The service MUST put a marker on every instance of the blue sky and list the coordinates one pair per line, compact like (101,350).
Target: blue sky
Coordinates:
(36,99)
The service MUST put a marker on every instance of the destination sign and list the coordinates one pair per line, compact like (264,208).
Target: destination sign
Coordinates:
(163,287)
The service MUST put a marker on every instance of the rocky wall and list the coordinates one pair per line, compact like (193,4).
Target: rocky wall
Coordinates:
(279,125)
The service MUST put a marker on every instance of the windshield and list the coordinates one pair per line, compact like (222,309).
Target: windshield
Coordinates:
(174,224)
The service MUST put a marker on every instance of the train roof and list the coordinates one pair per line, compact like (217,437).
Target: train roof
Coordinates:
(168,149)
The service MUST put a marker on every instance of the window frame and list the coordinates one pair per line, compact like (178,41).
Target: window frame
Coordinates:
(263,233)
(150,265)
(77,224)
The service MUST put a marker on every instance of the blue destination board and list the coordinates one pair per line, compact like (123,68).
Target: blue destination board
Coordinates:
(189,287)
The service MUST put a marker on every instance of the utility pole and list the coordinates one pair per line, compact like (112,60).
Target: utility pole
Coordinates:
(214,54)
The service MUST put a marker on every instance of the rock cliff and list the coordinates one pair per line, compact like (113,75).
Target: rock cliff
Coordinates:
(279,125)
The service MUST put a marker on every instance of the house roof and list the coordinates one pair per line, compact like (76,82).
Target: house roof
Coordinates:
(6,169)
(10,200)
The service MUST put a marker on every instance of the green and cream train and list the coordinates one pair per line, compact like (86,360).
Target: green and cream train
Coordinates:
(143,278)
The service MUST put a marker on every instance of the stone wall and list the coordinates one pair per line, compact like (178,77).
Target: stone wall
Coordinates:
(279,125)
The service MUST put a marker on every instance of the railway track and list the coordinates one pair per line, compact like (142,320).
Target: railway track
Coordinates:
* * * * *
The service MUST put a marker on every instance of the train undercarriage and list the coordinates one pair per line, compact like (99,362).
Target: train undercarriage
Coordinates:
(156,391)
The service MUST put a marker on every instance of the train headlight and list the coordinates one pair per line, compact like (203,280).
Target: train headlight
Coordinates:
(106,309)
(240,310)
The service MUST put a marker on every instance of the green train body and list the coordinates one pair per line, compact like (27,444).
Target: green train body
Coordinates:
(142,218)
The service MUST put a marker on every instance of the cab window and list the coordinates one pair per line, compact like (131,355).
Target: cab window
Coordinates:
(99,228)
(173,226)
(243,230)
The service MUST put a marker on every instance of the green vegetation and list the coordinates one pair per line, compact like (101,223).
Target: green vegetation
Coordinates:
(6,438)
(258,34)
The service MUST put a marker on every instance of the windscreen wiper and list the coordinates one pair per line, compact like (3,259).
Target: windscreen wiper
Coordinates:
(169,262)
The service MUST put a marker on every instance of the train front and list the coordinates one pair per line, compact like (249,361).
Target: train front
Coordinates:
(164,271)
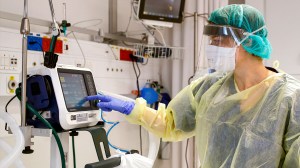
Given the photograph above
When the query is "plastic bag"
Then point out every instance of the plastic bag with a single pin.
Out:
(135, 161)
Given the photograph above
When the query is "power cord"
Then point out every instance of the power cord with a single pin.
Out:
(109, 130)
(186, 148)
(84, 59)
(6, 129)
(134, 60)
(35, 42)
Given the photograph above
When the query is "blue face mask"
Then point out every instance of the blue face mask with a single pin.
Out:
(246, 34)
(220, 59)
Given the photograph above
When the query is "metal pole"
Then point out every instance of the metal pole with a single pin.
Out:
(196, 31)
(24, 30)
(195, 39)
* * * * *
### GIVEN EXERCISE
Which lines in the items above contain the string "metal"? Copy each of those lines in full.

### ANSWER TO THE PROBLEM
When the query is "metal pole"
Then point out every instance of the metal pole with a single pin.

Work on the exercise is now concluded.